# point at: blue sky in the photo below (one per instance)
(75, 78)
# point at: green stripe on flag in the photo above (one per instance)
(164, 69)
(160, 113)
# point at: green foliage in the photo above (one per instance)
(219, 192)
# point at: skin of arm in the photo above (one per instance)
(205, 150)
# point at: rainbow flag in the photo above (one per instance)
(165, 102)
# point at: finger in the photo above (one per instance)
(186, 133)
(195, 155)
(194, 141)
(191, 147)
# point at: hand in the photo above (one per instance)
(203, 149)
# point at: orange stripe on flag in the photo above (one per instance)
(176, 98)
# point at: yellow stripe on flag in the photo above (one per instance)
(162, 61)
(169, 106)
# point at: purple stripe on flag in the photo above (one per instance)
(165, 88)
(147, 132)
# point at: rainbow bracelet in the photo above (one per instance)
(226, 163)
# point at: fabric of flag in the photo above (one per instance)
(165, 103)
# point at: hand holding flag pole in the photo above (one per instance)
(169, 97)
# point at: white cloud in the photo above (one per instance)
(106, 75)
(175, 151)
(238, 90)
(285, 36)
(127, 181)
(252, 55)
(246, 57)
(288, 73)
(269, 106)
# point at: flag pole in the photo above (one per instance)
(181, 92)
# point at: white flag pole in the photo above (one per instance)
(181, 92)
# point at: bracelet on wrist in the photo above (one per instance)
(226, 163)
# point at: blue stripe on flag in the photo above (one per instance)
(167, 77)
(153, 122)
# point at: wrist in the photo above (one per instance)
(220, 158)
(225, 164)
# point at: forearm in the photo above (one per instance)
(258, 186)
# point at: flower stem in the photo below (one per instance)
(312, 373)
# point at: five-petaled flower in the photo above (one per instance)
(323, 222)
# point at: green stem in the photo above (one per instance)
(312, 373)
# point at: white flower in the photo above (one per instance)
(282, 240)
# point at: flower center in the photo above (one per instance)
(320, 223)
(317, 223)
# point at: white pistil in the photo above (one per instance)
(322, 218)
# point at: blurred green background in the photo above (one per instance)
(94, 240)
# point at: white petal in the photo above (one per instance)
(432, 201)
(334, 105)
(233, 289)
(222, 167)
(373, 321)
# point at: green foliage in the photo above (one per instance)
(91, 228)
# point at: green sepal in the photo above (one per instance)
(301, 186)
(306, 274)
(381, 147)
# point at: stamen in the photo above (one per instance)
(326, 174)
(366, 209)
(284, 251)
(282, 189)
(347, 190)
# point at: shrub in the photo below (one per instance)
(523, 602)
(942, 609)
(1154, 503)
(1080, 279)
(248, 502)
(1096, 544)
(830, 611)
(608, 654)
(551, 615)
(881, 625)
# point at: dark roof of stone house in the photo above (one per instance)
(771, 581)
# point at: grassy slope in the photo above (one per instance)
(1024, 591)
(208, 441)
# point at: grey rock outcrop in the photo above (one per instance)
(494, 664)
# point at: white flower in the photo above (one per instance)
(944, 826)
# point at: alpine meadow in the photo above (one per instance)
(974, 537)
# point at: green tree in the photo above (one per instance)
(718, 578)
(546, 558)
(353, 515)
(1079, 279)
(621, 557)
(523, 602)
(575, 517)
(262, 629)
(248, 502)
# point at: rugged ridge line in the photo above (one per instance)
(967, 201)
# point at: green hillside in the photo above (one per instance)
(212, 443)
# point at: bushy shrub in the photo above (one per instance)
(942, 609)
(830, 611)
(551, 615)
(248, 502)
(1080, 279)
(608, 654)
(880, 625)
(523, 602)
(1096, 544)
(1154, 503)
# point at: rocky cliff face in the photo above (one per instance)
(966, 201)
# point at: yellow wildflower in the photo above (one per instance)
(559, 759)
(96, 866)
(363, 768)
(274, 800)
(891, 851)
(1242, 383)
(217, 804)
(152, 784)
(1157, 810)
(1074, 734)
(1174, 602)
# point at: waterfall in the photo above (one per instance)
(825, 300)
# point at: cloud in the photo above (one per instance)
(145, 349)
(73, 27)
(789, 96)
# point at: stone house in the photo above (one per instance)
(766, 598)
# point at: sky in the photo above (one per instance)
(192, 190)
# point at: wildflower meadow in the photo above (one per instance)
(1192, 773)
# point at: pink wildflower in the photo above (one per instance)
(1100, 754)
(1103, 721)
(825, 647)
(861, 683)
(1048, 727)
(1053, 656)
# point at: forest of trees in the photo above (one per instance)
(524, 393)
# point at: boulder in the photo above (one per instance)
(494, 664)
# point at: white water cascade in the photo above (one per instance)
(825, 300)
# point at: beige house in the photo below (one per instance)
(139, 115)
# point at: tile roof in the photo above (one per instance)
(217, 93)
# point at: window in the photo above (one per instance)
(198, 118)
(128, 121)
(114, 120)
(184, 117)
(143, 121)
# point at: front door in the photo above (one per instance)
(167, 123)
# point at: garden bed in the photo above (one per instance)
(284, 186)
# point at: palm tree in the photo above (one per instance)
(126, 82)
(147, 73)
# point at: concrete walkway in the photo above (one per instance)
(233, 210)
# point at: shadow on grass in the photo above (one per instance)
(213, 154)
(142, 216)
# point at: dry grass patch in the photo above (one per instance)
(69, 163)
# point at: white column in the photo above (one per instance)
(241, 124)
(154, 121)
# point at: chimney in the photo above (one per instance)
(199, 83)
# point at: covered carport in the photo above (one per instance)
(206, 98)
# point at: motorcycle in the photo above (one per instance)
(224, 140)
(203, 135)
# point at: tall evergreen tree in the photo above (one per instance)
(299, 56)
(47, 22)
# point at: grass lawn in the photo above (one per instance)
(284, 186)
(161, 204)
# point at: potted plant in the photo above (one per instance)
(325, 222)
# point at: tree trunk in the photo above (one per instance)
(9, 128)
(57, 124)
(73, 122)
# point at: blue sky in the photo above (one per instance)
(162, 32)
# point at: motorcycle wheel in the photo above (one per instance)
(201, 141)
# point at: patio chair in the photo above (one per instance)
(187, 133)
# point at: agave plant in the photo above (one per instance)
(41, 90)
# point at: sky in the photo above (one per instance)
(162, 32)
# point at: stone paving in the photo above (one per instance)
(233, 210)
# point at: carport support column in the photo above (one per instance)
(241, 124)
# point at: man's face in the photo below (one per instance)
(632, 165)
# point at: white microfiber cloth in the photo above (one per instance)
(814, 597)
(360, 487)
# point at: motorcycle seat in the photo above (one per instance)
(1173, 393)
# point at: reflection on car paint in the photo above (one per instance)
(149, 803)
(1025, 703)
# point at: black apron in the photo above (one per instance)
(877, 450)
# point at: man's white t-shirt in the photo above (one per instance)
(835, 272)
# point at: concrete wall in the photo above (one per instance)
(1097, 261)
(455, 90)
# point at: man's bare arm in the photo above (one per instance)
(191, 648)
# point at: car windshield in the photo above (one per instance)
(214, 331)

━━━━━━━━━━━━━━━━━━━━━━━━━━━━━━

Copy the data from the line with "# point at: man's face" up to and including the last line, keeping every line in order, and increase each coordinate in the answers by 5.

# point at: man's face in the photo below (one per instance)
(637, 170)
# point at: white microfiber cloth in the photo above (one per instance)
(819, 602)
(365, 492)
# point at: motorcycle seat in the photo above (one per instance)
(1178, 398)
# point at: reflection on car paint in the photo above (one per instance)
(154, 808)
(1030, 708)
# point at: black apron in the photo above (one per instance)
(882, 455)
# point at: man's white t-shirt in the photo above (one per instance)
(840, 277)
# point at: concrete wall in the photo above (one per instance)
(1102, 266)
(460, 95)
# point at: man's bare arm in the photo above (one per instance)
(196, 653)
# point at: car windshield in the photo above (one per instance)
(219, 336)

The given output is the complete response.